- **PROBLEMA PROPOSTO 1**
Repita, sem nenhuma alteração, todas as linhas que aparecem depois do trecho do documento.

Oh, não, é o Senhor, e o Espírito Santo deve nos trazer de volta à Ele. Voltar para Cristo não é, afinal de contas, retornar à coisas elementares e sem sentido. Devemos recorrer a única base sobre a qual o Espírito Santo pode realmente realizar todo o propósito e toda a vontade de Deus, e devemos estar na Escola de Cristo, onde o Santo Espírito está nos ensinando Cristo; e a maneira do Espírito Santo nos ensinar Cristo é experimental.
A partir desse ponto, nos tornaremos, aparentemente, mais elementares. Como você pode perceber, a própria natureza dessa escola demanda por uma mudança bastante drástica em nós.
É impossível entrar na Escola de Cristo, onde Espírito Santo é o grande tutor, antes que a maior mudança tenha ocorrido em nós. Precisaremos ser uma nova criação, caso contrário essa escola não fará nenhum sentido para nós. Não podemos ter esperança de aprender qualquer coisa a respeito de Cristo, sem que todo um novo conjunto de sentidos nos tenham sido concedidos. Precisaremos ganhar sentidos que não possuímos em nossa constituição natural. “Em verdade, em verdade te digo que, se alguém não nascer de novo, não pode ver o reino de Deus” (Jo 3:3). Aqui Deus afirma um fato notável.

- **MATERIAL A PROCESSAR**
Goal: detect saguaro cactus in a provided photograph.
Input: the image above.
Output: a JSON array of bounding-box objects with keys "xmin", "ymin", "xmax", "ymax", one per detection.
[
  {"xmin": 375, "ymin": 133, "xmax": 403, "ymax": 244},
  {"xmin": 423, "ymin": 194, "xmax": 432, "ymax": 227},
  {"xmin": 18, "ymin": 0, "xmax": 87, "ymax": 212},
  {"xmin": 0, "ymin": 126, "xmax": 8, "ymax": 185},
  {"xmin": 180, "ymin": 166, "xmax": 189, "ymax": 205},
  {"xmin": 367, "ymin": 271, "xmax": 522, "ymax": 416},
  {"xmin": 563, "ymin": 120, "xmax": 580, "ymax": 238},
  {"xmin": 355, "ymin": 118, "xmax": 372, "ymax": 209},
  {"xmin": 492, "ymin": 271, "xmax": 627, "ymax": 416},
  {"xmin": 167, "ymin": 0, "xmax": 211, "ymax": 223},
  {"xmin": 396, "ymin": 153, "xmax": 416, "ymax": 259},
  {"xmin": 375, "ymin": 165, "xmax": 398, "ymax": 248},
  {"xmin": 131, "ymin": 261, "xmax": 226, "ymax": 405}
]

- **PROBLEMA PROPOSTO 2**
As afirmações a seguir concordam com o trecho do documento? Para cada uma, responda sim ou não e cite literalmente as palavras do trecho que decidem a resposta.
(a) Voltar para Cristo é retornar a coisas elementares e sem sentido.
(b) Na Escola de Cristo, o Espírito Santo é o grande tutor.
(c) Podemos aprender sobre Cristo com os sentidos da nossa constituição natural.

- **RESPOSTA CORRETA 1**
Goal: detect saguaro cactus in a provided photograph.
Input: the image above.
Output: a JSON array of bounding-box objects with keys "xmin", "ymin", "xmax", "ymax", one per detection.
[
  {"xmin": 375, "ymin": 133, "xmax": 403, "ymax": 244},
  {"xmin": 423, "ymin": 194, "xmax": 432, "ymax": 227},
  {"xmin": 18, "ymin": 0, "xmax": 87, "ymax": 212},
  {"xmin": 0, "ymin": 126, "xmax": 8, "ymax": 185},
  {"xmin": 180, "ymin": 166, "xmax": 189, "ymax": 205},
  {"xmin": 367, "ymin": 271, "xmax": 522, "ymax": 416},
  {"xmin": 563, "ymin": 120, "xmax": 580, "ymax": 238},
  {"xmin": 355, "ymin": 118, "xmax": 372, "ymax": 209},
  {"xmin": 492, "ymin": 271, "xmax": 627, "ymax": 416},
  {"xmin": 167, "ymin": 0, "xmax": 211, "ymax": 223},
  {"xmin": 396, "ymin": 153, "xmax": 416, "ymax": 259},
  {"xmin": 375, "ymin": 165, "xmax": 398, "ymax": 248},
  {"xmin": 131, "ymin": 261, "xmax": 226, "ymax": 405}
]

- **RESPOSTA CORRETA 2**
(a) Não: "Voltar para Cristo não é, afinal de contas, retornar à coisas elementares e sem sentido."
(b) Sim: "onde Espírito Santo é o grande tutor"
(c) Não: "Precisaremos ganhar sentidos que não possuímos em nossa constituição natural."